### 本文
変動係数=個数標準偏差/個数平均粒径×100
【0077】
(3)画質評価
得られたトナー粒子に対して、BET法で測定した比表面積が200m2/gである疎水性シリカ微粉体を0.7質量%となるよう外添した。この外添されたトナーが8質量%となるように、アクリル樹脂でコートされたフェライトキャリアを混合して二成分系現像剤を得た。この現像剤を変動のない環境下において、キヤノン製フルカラー複写機CLC700を用いて20000枚の連続通紙による画出し耐久試験を行い、目視にて画像濃度の変動やムラ等を評価した。
【0078】
(4)噴霧した水滴径
レーザー回折式粒度分布測定装置を用いて水滴の質量基準メジアン径を測定した。
【0079】
〈実施例1〉
以下の手順により重合体微粒子からなる重合法トナーを製造した。
【0080】
(重合性単量体組成物の調製)
スチレン単量体 61.8質量部
n−ブチルアクリレート単量体 14.8質量部
キナクリドン系顔料 7.0質量部
不飽和ポリエステル樹脂 4.4質量部
ジビニルベンゼン 0.3質量部
ジ−tert−ブチルサリチル酸アルミニウム化合物 0.9質量部
エステルワックス 10.8質量部
上記した成分のうちスチレン単量体の一部、キナクリドン系顔料およびジ-tert-ブチルサリチル酸アルミニウム化合物を混合し、ハンディミル(三井鉱山(株)製)を用いて5時間分散させた後、これとスチレン単量体の残部および残りの成分を加熱撹拌可能な撹拌槽に投入し、撹拌を行いながら液温を60℃に昇温して十分に相溶するまで混合し重合性単量体組成物を得た。
【0081】
(水性分散媒の調製)

### データ抜粋

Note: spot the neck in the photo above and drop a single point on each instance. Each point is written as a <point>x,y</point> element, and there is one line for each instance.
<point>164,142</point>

### 課題 1
本文について、次の問いに答えよ。
(a) 画質評価の画出し耐久試験に用いた複写機は何か。
(b) 水滴の質量基準メジアン径の測定に用いた装置は何か。
(c) 重合性単量体組成物の調製で、液温を何℃に昇温したか。
### 課題 2
本文のうち「得られたトナー粒子に対して」で始まる段落を、主な事実を残して箇条書きに書き直してください。
### 課題 3
トナー製造に関する本文の続きを、最後の見出しの後から書け。

### 正解 1
(a) キヤノン製フルカラー複写機CLC700
(b) レーザー回折式粒度分布測定装置
(c) 60℃

### 正解 2
- トナー粒子に、BET法による比表面積が200m2/gの疎水性シリカ微粉体を0.7質量%外添する。
- 外添トナーが8質量%となるよう、アクリル樹脂でコートされたフェライトキャリアと混合し、二成分系現像剤を得る。
- 変動のない環境下で、キヤノン製フルカラー複写機CLC700を用いて20000枚の連続通紙による画出し耐久試験を行う。
- 画像濃度の変動やムラ等を目視で評価する。

### 正解 3
水 98.4質量部
Na3PO4 1.0質量部
上記の成分を高剪断力撹拌機クレアミックス(エム・テクニック(株)製)を備えた撹拌槽に投入し、60℃に加温しながらNa3PO4が完全に溶解するまで緩やかに撹拌した。
【0082】
次に、上記混合物にCaCl20.6質量部を添加してクレアミックスで30分間高速撹拌を行い、Ca3(PO4)2の微粒子の水懸濁液である水性分散媒を得た。
【0083】
(重合開始剤の添加)
重合性単量体組成物100質量部に対して2.6質量部の2,2’-アゾビス-(2,4-ジメチルバレロニトリル)を投入して撹拌混合し、重合開始剤を含む重合性単量体組成物を調製した。
【0084】
(重合性単量体組成物分散液の調製)
クレアミックスを備えた撹拌槽中に、前述の重合開始剤を添加した重合性単量体組成物と水性分散媒を質量比で1:4となるように投入し、7000回転/分の回転数で撹拌を行い重合性単量体組成物分散液を得た。
【0085】
(重合工程)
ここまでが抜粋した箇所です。